━━━━━ Dataset entries ━━━━━

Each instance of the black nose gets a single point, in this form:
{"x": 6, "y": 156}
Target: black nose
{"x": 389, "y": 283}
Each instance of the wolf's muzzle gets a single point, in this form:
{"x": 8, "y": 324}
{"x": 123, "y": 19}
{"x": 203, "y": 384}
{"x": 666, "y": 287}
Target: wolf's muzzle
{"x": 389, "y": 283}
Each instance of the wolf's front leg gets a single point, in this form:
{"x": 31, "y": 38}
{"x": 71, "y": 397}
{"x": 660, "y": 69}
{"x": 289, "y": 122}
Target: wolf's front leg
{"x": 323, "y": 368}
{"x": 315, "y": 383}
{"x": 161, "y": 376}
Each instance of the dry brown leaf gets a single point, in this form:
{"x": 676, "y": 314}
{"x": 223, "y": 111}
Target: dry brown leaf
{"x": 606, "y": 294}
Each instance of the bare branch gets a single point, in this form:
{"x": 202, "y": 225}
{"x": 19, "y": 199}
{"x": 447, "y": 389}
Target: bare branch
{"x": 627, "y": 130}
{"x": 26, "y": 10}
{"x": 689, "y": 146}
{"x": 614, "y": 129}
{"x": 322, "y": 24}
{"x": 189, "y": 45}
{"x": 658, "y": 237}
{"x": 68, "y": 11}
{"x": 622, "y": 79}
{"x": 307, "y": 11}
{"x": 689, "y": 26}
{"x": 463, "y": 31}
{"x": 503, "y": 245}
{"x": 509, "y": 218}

━━━━━

**Set task:** Please return the data above exactly as given.

**Solution:**
Each instance of the black nose gets a single point, in this form:
{"x": 6, "y": 156}
Target: black nose
{"x": 389, "y": 283}
Each instance of the wolf's muzzle gets a single point, in this form:
{"x": 8, "y": 324}
{"x": 123, "y": 19}
{"x": 203, "y": 384}
{"x": 666, "y": 287}
Target: wolf's muzzle
{"x": 389, "y": 283}
Each instance of the wolf's front leg gets a single point, in this form:
{"x": 31, "y": 38}
{"x": 71, "y": 397}
{"x": 660, "y": 69}
{"x": 289, "y": 122}
Target: wolf's front leg
{"x": 323, "y": 368}
{"x": 315, "y": 383}
{"x": 161, "y": 376}
Each instance of the dry brown leaf gets a single point, in this form:
{"x": 676, "y": 314}
{"x": 223, "y": 111}
Target: dry brown leaf
{"x": 606, "y": 294}
Each instance of the bare branch gets a single point, in this form:
{"x": 202, "y": 225}
{"x": 19, "y": 199}
{"x": 447, "y": 389}
Target: bare branch
{"x": 627, "y": 130}
{"x": 26, "y": 10}
{"x": 689, "y": 146}
{"x": 614, "y": 129}
{"x": 322, "y": 24}
{"x": 189, "y": 45}
{"x": 658, "y": 237}
{"x": 68, "y": 11}
{"x": 622, "y": 79}
{"x": 307, "y": 11}
{"x": 689, "y": 26}
{"x": 463, "y": 31}
{"x": 503, "y": 245}
{"x": 509, "y": 218}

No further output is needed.